#### Exercise description
Put the lines of the listing into a numbered list, starting at the line that contains "line in the picture above." and ending at the end of the listing, with both ends included and blank lines left out.

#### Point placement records
+--
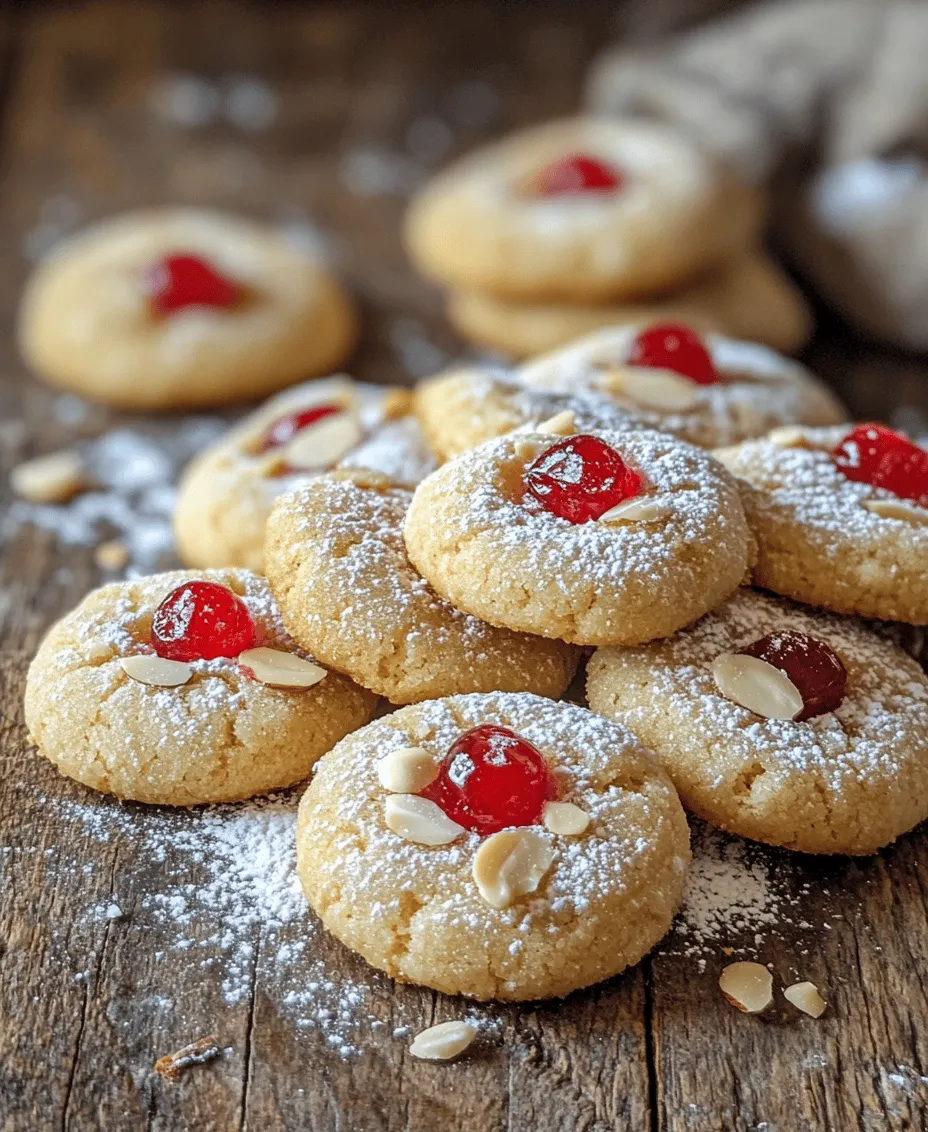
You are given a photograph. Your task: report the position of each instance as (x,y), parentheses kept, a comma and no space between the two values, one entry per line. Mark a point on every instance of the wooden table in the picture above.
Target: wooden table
(100,971)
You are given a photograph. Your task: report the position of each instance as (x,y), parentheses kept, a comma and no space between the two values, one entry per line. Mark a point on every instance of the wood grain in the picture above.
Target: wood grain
(88,1003)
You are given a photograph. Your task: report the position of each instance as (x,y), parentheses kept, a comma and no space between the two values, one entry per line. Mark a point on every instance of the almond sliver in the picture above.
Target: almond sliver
(281,669)
(754,684)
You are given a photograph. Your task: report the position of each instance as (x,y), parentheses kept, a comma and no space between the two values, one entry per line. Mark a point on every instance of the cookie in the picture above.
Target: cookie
(178,308)
(729,726)
(228,490)
(462,408)
(612,538)
(347,592)
(580,209)
(704,388)
(749,298)
(183,688)
(475,893)
(841,517)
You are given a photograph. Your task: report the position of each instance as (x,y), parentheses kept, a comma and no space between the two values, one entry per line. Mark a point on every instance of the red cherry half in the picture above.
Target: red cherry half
(670,345)
(200,620)
(884,459)
(577,173)
(283,429)
(814,668)
(182,281)
(580,479)
(492,779)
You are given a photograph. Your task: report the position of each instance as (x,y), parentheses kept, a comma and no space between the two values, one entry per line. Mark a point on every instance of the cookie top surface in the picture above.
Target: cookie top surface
(220,736)
(607,897)
(228,491)
(756,388)
(336,562)
(490,548)
(487,223)
(88,319)
(826,539)
(849,780)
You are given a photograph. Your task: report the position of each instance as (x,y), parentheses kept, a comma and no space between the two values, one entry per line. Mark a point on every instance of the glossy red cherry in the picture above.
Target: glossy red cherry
(884,459)
(492,779)
(283,429)
(577,173)
(200,620)
(581,478)
(182,281)
(814,668)
(671,345)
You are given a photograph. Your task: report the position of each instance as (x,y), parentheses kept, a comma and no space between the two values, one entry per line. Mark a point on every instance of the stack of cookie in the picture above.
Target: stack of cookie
(446,560)
(583,223)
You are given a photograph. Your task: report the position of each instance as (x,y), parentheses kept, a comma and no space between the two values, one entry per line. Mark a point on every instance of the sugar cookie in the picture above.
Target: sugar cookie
(849,778)
(524,912)
(183,688)
(179,308)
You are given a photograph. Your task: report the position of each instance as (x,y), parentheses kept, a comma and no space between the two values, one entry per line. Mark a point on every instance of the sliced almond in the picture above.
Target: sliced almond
(652,388)
(898,508)
(805,996)
(641,509)
(156,670)
(747,986)
(323,444)
(559,425)
(407,770)
(443,1042)
(56,478)
(281,669)
(420,820)
(510,864)
(756,685)
(566,819)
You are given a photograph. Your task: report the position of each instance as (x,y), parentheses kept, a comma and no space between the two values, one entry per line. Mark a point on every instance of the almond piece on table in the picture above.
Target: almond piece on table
(510,864)
(420,820)
(407,770)
(156,670)
(56,478)
(443,1042)
(747,986)
(805,996)
(754,684)
(281,669)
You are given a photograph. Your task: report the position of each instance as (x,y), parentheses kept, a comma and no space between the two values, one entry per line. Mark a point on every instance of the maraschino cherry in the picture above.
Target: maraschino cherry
(183,280)
(575,174)
(202,620)
(814,668)
(283,429)
(884,459)
(677,348)
(492,779)
(581,478)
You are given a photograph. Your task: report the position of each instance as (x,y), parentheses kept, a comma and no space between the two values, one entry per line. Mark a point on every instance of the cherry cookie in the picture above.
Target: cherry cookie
(496,846)
(612,538)
(797,728)
(841,517)
(347,592)
(748,298)
(228,491)
(580,209)
(183,688)
(463,408)
(180,308)
(704,388)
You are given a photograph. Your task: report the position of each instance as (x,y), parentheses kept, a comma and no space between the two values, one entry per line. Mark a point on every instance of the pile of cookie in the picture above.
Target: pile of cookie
(396,590)
(586,222)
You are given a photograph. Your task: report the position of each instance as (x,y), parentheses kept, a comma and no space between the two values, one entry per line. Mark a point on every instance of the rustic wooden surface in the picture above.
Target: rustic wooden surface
(87,1004)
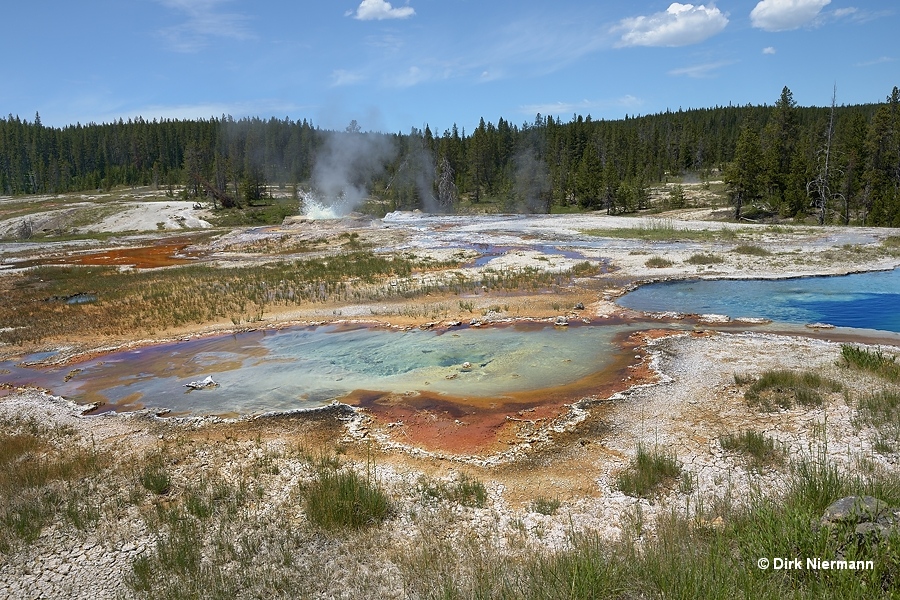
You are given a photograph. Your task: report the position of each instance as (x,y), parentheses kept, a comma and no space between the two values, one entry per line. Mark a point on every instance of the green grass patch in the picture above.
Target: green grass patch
(891,241)
(649,471)
(874,361)
(704,259)
(43,477)
(665,230)
(658,262)
(784,388)
(686,556)
(750,250)
(545,506)
(340,498)
(881,410)
(760,449)
(154,477)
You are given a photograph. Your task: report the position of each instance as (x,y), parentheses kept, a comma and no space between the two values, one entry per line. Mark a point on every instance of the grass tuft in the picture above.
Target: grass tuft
(750,250)
(784,389)
(340,498)
(704,259)
(875,361)
(658,262)
(648,472)
(467,491)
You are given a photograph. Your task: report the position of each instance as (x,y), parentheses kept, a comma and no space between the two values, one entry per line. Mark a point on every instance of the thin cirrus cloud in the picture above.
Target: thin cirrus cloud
(784,15)
(379,10)
(567,108)
(700,71)
(679,25)
(203,20)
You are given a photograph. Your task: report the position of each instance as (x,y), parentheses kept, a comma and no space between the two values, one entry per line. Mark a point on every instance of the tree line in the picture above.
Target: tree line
(838,163)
+--
#### Full answer
1. You are given a photograph. Your task: report the position of each instance as (x,y), parentheses kept, a comma and no space between the two values, one entry per line. Mark a point on every instance of the tree line in the picture above.
2. Target: tree line
3. (838,163)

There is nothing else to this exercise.